* Work to complete *
Word for word, reproduce the records that follow.

• • • • •

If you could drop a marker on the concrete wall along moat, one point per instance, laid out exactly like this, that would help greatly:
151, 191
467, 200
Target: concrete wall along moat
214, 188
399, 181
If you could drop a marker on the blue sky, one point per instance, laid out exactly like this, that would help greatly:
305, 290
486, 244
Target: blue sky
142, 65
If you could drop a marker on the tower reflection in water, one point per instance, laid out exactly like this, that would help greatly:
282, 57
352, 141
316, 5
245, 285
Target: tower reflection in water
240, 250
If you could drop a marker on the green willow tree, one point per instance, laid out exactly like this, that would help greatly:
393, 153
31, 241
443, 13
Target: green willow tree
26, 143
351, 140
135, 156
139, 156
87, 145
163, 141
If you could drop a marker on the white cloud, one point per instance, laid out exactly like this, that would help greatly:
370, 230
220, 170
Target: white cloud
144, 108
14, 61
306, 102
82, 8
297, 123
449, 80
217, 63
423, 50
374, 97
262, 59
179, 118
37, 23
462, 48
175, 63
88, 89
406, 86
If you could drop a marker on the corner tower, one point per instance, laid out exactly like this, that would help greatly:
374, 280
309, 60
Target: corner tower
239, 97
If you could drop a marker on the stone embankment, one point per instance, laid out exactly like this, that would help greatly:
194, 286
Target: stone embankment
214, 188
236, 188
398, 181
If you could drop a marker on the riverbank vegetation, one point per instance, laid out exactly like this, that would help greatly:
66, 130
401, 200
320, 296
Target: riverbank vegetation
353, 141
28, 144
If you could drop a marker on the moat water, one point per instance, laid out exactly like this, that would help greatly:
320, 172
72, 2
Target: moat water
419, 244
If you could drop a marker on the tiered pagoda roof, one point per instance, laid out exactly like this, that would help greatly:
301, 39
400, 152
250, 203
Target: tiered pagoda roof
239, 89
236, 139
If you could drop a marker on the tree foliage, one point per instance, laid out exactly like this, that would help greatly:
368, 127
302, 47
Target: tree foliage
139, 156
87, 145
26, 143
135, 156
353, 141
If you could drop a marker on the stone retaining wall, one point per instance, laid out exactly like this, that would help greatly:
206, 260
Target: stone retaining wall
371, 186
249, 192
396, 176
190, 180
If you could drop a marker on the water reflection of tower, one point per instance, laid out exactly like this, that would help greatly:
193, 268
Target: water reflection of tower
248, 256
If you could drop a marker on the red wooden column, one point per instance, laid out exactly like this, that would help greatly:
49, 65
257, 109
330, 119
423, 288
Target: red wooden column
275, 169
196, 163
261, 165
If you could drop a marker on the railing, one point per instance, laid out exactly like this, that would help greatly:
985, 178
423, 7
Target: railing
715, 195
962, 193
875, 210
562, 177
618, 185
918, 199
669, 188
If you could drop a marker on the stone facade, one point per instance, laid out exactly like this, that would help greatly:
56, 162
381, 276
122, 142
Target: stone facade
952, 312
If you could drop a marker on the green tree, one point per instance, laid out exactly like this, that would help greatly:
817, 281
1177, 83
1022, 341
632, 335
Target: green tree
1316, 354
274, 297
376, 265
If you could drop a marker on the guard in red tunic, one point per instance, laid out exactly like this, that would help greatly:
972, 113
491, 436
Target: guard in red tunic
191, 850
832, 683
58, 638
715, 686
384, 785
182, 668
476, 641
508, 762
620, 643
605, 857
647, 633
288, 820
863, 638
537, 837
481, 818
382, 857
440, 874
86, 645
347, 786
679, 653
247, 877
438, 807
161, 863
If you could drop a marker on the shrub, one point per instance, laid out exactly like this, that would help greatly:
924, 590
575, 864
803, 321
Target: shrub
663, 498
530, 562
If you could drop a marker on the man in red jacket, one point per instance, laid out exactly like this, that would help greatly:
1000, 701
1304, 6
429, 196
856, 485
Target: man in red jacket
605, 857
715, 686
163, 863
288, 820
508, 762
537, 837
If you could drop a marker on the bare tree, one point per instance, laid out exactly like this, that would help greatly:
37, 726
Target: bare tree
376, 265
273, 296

• • • • •

* Your response *
If you could drop a marker on the concrete wall along moat, one point per instance, laid out exactly like this, that would help greatly:
151, 191
467, 200
Target: concrete wall along moat
214, 188
399, 181
If you could drop a marker on the blue sky, one point per instance, laid out exactly like this, that would help greatly:
305, 290
486, 244
Target: blue sky
142, 65
If you could drop a marker on the tower reflection in water, one point per instance, laid out exactly like this, that would help greatly:
282, 57
352, 141
316, 5
245, 285
Target: tower reflection in water
240, 250
If you could drop a marker on the green willow tree, one point per instance, laid out exactly like this, that would help greatly:
393, 153
31, 241
443, 13
Target: green willow tree
26, 143
351, 140
135, 156
139, 156
87, 145
163, 141
If you could drop a marker on the white cloud, one point per instance, laid out exactly like this, that would help greatly:
370, 230
220, 170
Target: white cloud
144, 108
14, 61
306, 102
82, 8
297, 123
449, 80
217, 63
423, 50
374, 97
262, 59
179, 118
37, 23
462, 48
175, 63
88, 89
406, 86
If you could drop a marker on the corner tower, one point per instance, laid out exactly like this, that would help greatly:
374, 280
309, 60
Target: corner tower
239, 97
If you could drop a marker on the stone embankment, one point per instance, laid out exactly like this, that would help greatly:
194, 286
Target: stone embankment
214, 188
236, 188
398, 181
If you could drop a marker on the riverbank vegetation, one point per instance, laid out exactly like this, that would help greatly:
66, 130
401, 200
320, 296
Target: riverbank vegetation
353, 141
28, 144
If you could drop a marker on the moat water, one point per instance, laid out exactly like this, that would help greatly:
320, 172
72, 2
Target: moat water
419, 244
If you could drop a marker on the tiered pagoda roof, one point per instance, laid out exactly like this, that would help greatly:
301, 39
400, 152
250, 203
Target: tiered pagoda roof
239, 89
236, 139
If you could drop a marker on the tree foliage, one point per instance, laid out exactly like this, that would help greatly:
368, 127
302, 47
Target: tree foliage
139, 156
87, 145
26, 143
135, 156
353, 141
If you could drop a marker on the stone retaining wall, one point per instance, laid out exactly like this, that would help greatly:
206, 260
Target: stone retaining wall
371, 186
249, 192
396, 176
190, 180
If you could drop a marker on the water reflection of tower, one point per instance, laid out exactly like this, that would help greatly:
193, 268
Target: water reflection of tower
248, 256
If you could drop a marker on the red wooden column, one point per instance, laid out exactly like this, that would help greatly:
49, 65
257, 109
330, 119
423, 288
Target: red wooden column
275, 169
196, 163
261, 165
If you could drop a marker on the railing, one point per instance, laid out exactly like this, that would help greatly:
985, 178
423, 7
Target: railing
715, 195
962, 193
875, 210
562, 177
618, 185
918, 199
669, 188
If you could drop a marker on the stone facade, one point per instance, laid out exactly like this, that would help greatly:
56, 162
381, 276
122, 142
Target: stone facade
952, 312
If you could drop a marker on the green tree, one point per instance, laid out exactly like this, that would help greatly:
817, 281
1177, 83
1022, 341
632, 335
Target: green tree
1316, 354
274, 297
376, 265
If you could drop a marker on the guard in red tunic, one point per instance, laid out exactly like this, that would help greatly:
972, 113
491, 436
Target: guard in red tunic
191, 850
832, 683
58, 638
715, 686
384, 785
182, 668
476, 641
508, 762
620, 643
605, 857
647, 633
288, 820
863, 638
537, 837
481, 818
382, 857
440, 874
86, 645
347, 786
679, 653
247, 877
438, 807
161, 863
If you could drop a marker on the shrub, one point per instance, laid out exactly like this, that would help greatly:
924, 590
575, 864
803, 321
Target: shrub
663, 498
530, 562
If you could drop a marker on the man in red jacket, one point per instance, laid out exactly like this, that would help greatly:
1000, 701
1304, 6
429, 196
856, 485
Target: man in red jacket
605, 857
715, 686
163, 863
288, 820
508, 762
537, 837
If you could drop a marker on the bare tree, one point per instance, laid out exactly like this, that would help greatly:
37, 726
Target: bare tree
376, 265
273, 296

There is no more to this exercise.